## begin

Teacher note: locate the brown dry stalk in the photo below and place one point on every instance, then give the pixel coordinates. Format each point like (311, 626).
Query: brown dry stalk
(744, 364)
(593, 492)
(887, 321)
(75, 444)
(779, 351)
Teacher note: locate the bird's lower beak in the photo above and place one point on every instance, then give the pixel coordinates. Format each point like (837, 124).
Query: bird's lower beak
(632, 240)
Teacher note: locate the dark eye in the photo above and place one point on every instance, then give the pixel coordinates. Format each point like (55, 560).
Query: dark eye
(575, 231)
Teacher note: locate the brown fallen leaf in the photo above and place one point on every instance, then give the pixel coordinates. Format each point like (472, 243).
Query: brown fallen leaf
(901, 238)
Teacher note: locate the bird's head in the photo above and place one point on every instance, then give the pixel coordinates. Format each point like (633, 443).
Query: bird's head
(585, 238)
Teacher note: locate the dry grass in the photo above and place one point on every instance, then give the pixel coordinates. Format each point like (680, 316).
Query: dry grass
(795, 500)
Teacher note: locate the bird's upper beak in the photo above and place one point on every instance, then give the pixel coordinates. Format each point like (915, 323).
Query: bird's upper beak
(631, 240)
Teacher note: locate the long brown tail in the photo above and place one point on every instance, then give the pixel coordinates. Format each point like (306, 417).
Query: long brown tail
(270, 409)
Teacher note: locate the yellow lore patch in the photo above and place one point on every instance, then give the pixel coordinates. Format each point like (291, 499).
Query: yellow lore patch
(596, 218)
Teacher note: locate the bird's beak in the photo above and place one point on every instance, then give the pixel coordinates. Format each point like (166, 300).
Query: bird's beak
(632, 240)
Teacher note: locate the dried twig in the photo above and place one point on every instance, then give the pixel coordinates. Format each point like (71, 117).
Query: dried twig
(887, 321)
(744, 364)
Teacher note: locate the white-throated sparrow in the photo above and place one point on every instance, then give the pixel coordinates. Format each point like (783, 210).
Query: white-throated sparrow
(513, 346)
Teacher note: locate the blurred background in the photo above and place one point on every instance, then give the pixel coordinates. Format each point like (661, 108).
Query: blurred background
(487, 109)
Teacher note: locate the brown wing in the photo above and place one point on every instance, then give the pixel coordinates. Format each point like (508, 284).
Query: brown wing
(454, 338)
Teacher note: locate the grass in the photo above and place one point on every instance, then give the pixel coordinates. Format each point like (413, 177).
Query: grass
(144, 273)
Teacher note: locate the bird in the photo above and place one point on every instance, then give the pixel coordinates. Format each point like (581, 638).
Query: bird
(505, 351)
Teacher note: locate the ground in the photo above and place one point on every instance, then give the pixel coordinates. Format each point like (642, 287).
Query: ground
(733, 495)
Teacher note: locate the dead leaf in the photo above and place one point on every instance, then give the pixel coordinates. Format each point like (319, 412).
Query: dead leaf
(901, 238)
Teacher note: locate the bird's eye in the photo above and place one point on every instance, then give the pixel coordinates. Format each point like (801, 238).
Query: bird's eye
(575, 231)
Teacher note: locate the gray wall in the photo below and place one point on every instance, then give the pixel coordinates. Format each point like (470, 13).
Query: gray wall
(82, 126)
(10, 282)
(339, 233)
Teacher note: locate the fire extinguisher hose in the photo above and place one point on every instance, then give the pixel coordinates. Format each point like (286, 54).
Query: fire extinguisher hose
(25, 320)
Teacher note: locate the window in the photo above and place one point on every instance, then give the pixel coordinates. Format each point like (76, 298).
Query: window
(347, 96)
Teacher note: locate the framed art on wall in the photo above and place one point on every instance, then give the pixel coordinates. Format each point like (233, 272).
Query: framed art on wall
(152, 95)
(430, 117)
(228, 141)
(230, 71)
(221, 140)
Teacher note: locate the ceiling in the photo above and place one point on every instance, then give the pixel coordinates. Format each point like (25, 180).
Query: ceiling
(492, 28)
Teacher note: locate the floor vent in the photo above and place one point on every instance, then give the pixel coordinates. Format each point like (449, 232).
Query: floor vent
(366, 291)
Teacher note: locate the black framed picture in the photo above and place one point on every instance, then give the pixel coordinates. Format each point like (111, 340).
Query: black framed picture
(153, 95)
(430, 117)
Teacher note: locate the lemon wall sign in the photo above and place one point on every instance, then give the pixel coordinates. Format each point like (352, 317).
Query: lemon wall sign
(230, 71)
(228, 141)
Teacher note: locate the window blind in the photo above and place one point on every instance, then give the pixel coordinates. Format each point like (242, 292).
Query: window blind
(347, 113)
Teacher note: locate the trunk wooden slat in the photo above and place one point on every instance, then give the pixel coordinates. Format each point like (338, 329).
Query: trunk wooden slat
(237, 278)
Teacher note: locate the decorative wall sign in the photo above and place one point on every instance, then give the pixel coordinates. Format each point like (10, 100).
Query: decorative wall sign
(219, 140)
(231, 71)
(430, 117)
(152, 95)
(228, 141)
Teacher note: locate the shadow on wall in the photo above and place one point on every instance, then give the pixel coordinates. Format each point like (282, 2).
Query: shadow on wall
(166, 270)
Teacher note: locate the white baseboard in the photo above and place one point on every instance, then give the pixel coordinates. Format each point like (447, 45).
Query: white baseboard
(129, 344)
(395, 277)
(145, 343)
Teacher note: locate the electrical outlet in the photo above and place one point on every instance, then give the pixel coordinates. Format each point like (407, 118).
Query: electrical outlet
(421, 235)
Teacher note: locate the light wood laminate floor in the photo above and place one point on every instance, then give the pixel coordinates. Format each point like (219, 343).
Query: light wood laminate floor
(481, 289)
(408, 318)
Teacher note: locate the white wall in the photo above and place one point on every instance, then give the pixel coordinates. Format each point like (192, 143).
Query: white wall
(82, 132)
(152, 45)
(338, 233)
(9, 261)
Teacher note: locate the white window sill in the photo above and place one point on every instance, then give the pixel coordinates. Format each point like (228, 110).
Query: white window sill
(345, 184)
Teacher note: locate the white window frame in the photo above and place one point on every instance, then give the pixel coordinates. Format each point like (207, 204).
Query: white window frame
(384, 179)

## end

» Directions for this task
Could you reproduce every record above exactly as it appears?

» Completed task
Teacher note: locate the brown dry stalk in the photo below and place one point on every instance, then give the pixel coordinates. Format each point like (311, 626).
Query: brown dry stalk
(744, 364)
(593, 492)
(887, 321)
(75, 444)
(779, 351)
Teacher note: locate the bird's lower beak in the photo above and place one point on every instance, then give the pixel coordinates. Format each point like (837, 124).
Query: bird's lower beak
(632, 240)
Teacher note: locate the dark eye in the photo above and place one point on every instance, then give the pixel coordinates. Format each point like (55, 560).
Query: dark eye
(575, 231)
Teacher note: locate the brown fallen leaf in the photo above and place one point on every instance, then give the pixel coordinates. Format each point like (472, 243).
Query: brown fallen leaf
(901, 238)
Teacher note: locate the bird's head in the photo above and place one point on every instance, then give the pixel coordinates. Format each point like (633, 443).
Query: bird's head
(585, 238)
Teacher note: locate the dry grass in the photo above and place one point on every instance, then give the pixel coordinates. Format each point like (680, 316).
Query: dry grass
(795, 500)
Teacher note: locate the bird's upper beak in the photo above and place one point on every instance, then give the pixel coordinates. Format each point like (915, 323).
Query: bird's upper beak
(631, 240)
Teacher note: locate the long brown tail in the photo above and place one point on every instance, then give the pixel coordinates. Format each point like (306, 417).
Query: long brown tail
(270, 409)
Teacher note: locate the yellow lore patch in the photo above and place one point on every instance, then give the pixel coordinates. Format each point like (291, 499).
Query: yellow lore patch
(596, 218)
Teacher note: locate the bird's beak in the photo above and place one point on every instance, then give the pixel coordinates. Format each point like (166, 300).
Query: bird's beak
(632, 240)
Teacher note: locate the dried twig in the photo above and place one point on every instance, then give the pixel coordinates. Format each point like (71, 117).
Query: dried twig
(887, 321)
(744, 364)
Teacher note: locate the white-throated sparrow in the photo above and place one point on every instance, then give the pixel coordinates. Format each point like (783, 210).
Query: white-throated sparrow
(513, 346)
Teacher note: locate the blurred background in the photo above and place one point on every instance, then give the pixel coordinates. Format each point like (661, 108).
Query: blurred background
(487, 109)
Teacher note: locate the brown wing in the photo above and place one point on every instance, then give the pixel coordinates. Format each point like (508, 284).
Query: brown wing
(454, 338)
Teacher note: locate the grass in the photo above and place one point on every instance, then give the pixel coordinates. Format each point like (413, 177).
Query: grass
(144, 273)
Teacher note: locate the bird in the photo above and place one point on every instance, then give the pixel coordinates. Format each point like (581, 638).
Query: bird
(505, 351)
Teacher note: locate the ground in the photo above and place one point on every instance, then give the pixel coordinates. Format each point like (642, 287).
Query: ground
(733, 495)
Teacher note: locate the dead leaf in the photo above and place one point on every instance, then give the pixel coordinates. Format each point like (319, 412).
Query: dead leaf
(901, 238)
Teacher note: locate the bird's eye in the photo above and place one point on every instance, then give the pixel coordinates. Format each point like (801, 238).
Query: bird's eye
(575, 231)
Teacher note: locate the gray wall in the photo below and place one point on every instance, then give the pixel coordinates. Format each point like (470, 13).
Query: gray wall
(82, 126)
(10, 282)
(339, 233)
Teacher note: locate the fire extinguisher hose in the photo above and place one point on every instance, then give the pixel coordinates. Format each point like (286, 54).
Query: fire extinguisher hose
(25, 320)
Teacher note: locate the window in the photo above and place one point on every instance, then give the pixel coordinates. Format each point like (76, 298).
Query: window
(347, 96)
Teacher note: locate the framed art on wall in the photo above and place one point on every instance, then give the pixel coordinates. Format each point like (233, 272).
Query: framed art on wall
(152, 95)
(430, 117)
(228, 141)
(230, 71)
(221, 140)
Teacher note: locate the ceiling in the photo above and place one point on every instance, then give the pixel coordinates. Format each point like (25, 180).
Query: ceiling
(492, 28)
Teacher note: locate the floor vent in the photo above and place one point on every instance, then give the pixel coordinates. Format each point like (449, 232).
Query: floor vent
(366, 291)
Teacher note: locate the black framed picture in the photo above and place one point on every instance, then give the pixel coordinates. Format each point like (111, 340).
Query: black framed picture
(153, 95)
(430, 117)
Teacher note: locate the lemon wall sign in the photo above and place one point on every instance, then give the pixel coordinates. Format each point like (352, 317).
Query: lemon wall sign
(230, 71)
(228, 141)
Teacher note: locate the window blind in the photo above and place one point on every instance, then give the pixel coordinates. Format each point like (242, 292).
Query: window blind
(347, 113)
Teacher note: locate the trunk wooden slat in the photo above and place one point on every instance, then give the pixel coordinates. Format each point like (338, 329).
Query: trunk wooden slat
(237, 278)
Teacher note: locate the decorative wall sign in the photo above and place one point on every instance, then give the pixel coordinates. Format each point like (10, 100).
Query: decorative wall sign
(219, 140)
(231, 71)
(430, 117)
(152, 95)
(228, 141)
Teacher note: locate the shadow on wall in the photo above and place one point on every instance, then give the pixel coordinates. Format each point like (282, 2).
Query: shadow on wall
(166, 270)
Teacher note: locate the white baseboard in the photo above and place one point on every instance, then give the pixel coordinates. Format each point like (447, 45).
Query: white baseboard
(129, 344)
(395, 277)
(145, 343)
Teacher note: locate the electrical outlet in the photo above and place one point on every instance, then give the pixel coordinates. Format each point like (407, 118).
Query: electrical outlet
(421, 235)
Teacher note: locate the light wood laminate floor in the photo above and place one point on every instance, then give the pixel coordinates. Format each point like (219, 343).
Query: light wood laminate floor
(481, 289)
(408, 318)
Teacher note: locate the white wall in the photo above and place one point on every instance, then give the pixel coordinates. Format each point like (192, 143).
Query: white wall
(82, 132)
(152, 45)
(338, 233)
(9, 261)
Teacher note: locate the white window sill in the photo above and place one point on every instance, then give the pixel coordinates. Format each point like (228, 110).
Query: white window sill
(345, 184)
Teacher note: locate the white window frame in the photo above and place one point on every instance, then give the pixel coordinates. Format each point like (207, 204).
Query: white window frame
(384, 179)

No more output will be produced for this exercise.